(Records)

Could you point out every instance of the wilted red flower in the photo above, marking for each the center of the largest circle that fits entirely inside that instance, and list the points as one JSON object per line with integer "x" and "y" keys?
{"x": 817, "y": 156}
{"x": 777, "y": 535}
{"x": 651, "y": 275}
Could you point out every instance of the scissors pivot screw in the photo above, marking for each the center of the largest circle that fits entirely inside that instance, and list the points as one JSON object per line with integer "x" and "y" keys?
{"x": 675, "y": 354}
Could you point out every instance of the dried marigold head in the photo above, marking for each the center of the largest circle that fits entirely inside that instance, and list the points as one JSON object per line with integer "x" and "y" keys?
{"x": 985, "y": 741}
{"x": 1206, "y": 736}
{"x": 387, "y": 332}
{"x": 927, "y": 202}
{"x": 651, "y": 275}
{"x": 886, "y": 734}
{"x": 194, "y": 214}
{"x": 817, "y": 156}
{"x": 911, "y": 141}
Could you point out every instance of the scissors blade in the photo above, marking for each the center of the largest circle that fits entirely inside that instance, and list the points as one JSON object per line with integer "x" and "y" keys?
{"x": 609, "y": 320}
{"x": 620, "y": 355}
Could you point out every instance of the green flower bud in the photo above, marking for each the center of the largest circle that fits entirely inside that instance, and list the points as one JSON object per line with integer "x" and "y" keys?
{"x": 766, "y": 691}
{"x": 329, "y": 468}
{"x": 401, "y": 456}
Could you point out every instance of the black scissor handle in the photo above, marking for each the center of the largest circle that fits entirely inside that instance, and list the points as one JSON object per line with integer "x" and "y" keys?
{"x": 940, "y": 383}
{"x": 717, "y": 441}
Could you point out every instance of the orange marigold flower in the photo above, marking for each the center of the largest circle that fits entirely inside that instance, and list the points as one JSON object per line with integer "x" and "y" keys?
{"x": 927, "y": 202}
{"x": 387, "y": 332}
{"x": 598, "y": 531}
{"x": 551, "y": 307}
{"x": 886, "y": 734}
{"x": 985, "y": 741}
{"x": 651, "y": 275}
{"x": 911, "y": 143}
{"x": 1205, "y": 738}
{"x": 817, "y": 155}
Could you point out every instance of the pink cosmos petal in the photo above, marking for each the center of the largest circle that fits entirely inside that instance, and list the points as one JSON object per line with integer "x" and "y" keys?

What you need to do: Recast the stretch of the listing from the line containing "Could you point out every instance of the scissors blade" through the end of the listing as a numbered list, leaving out any blank lines.

Task result:
1. Could you point out every instance of the scissors blade in the photo above, marking for each the center of the largest circle that fits entirely inside that instance, and list the points as one JSON object per line with integer "x" and "y" keys?
2. {"x": 609, "y": 320}
3. {"x": 620, "y": 355}
4. Could you point out every instance of the green flower bud in the photo above, marking for each the center of the largest circle that fits entirely inside that instance, and list the points as one JSON object per line with integer "x" and "y" keys?
5. {"x": 766, "y": 691}
6. {"x": 329, "y": 468}
7. {"x": 401, "y": 456}
8. Could you point out every instance of the black scissor handle in the photo above, marking for each the center of the largest circle that fits entirely inside that instance, and list the points as one JSON object per line with integer "x" and "y" keys?
9. {"x": 940, "y": 383}
10. {"x": 717, "y": 441}
11. Could you point out every instance of the orange marigold flower in the photo above, marking for each the center of the largest circle that fits entirely inside that instance, and list the points as one JSON object per line with integer "x" and "y" keys?
12. {"x": 927, "y": 202}
13. {"x": 387, "y": 332}
14. {"x": 598, "y": 531}
15. {"x": 551, "y": 307}
16. {"x": 886, "y": 734}
17. {"x": 985, "y": 741}
18. {"x": 651, "y": 275}
19. {"x": 911, "y": 143}
20. {"x": 1205, "y": 738}
21. {"x": 817, "y": 155}
22. Could you point out every instance of the pink cosmos petal in the photo above, marking for each the center of the largest circle that fits entirely inside that instance, and list the points as one JSON object per line with integer "x" and "y" keys?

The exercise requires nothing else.